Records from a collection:
==========

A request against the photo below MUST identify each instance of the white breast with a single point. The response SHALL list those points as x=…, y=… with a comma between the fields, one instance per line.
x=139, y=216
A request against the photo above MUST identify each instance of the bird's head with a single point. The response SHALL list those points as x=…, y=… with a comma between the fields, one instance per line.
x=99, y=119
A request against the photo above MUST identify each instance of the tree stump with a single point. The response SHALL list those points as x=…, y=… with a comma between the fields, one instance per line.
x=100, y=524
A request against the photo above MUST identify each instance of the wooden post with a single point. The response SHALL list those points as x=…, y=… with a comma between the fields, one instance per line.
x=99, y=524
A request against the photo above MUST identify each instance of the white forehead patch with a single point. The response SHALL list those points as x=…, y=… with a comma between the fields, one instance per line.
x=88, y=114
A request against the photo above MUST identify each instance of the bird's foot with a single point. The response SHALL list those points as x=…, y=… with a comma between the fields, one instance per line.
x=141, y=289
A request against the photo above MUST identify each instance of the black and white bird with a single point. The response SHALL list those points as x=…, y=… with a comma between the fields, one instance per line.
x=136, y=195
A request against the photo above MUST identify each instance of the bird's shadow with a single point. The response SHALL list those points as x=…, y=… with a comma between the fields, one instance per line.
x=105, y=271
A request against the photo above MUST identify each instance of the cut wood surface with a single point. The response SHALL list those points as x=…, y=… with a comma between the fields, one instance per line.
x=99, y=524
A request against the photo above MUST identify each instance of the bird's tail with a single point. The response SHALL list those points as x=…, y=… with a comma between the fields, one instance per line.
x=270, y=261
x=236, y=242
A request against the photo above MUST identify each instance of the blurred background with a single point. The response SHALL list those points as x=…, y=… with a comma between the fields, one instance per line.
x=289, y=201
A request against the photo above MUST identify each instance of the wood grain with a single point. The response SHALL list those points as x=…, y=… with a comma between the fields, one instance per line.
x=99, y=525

==========

REQUIRED WORK:
Write out all of the lines above exactly as they appear, without changing anything.

EXERCISE OUTPUT:
A request against the photo below MUST identify each instance of the white breast with a single point. The response SHALL list those points as x=…, y=… with a comma between the fields, one instance per line.
x=139, y=216
A request against the photo above MUST identify each instance of the bird's head with a single point. The response SHALL list those points as x=…, y=… with a comma between the fields, one instance per line.
x=99, y=119
A request against the photo above MUST identify each instance of the tree stump with a single point. The response SHALL list those points as x=…, y=… with a comma between the fields, one instance per line.
x=100, y=524
A request against the photo above MUST identify each instance of the wooden post with a single point. The response SHALL list those points as x=…, y=… with a comma between the fields, one instance per line.
x=99, y=524
A request against the photo above MUST identify each instance of the white forehead patch with a single point. The response SHALL list those points as x=…, y=… with a comma between the fields, one instance per line.
x=88, y=114
A request against the photo above MUST identify each instance of the bird's foot with a single point. The response SHALL list those points as x=…, y=… with a comma between the fields, one instance per line.
x=141, y=289
A request against the photo above MUST identify each instance of the black and white bird with a single point. The response SHALL list those points as x=…, y=… with a comma between the fields, one instance per line.
x=136, y=195
A request against the photo above MUST identify each instance of the bird's shadow with a single point. The response SHALL list those points as x=…, y=… with a comma between the fields, one instance per line.
x=105, y=271
A request against the photo above MUST identify each instance of the cut wood surface with a single point. The response SHALL list those points as x=…, y=… with a comma between the fields, one instance per line.
x=99, y=524
A request against the photo above MUST identify each instance of the bird's tail with a single point. The response SHALL list those points as x=…, y=… with a comma between the fields, one instance per line.
x=270, y=261
x=236, y=242
A request against the photo above MUST identify each instance of the blurred background with a single point. The response SHALL list those points as x=…, y=… with a comma between the fields, one instance per line.
x=289, y=201
A request against the photo above MUST identify each instance of the wood grain with a single point. The response SHALL list those points as x=…, y=… with a comma between the fields, one instance per line.
x=99, y=525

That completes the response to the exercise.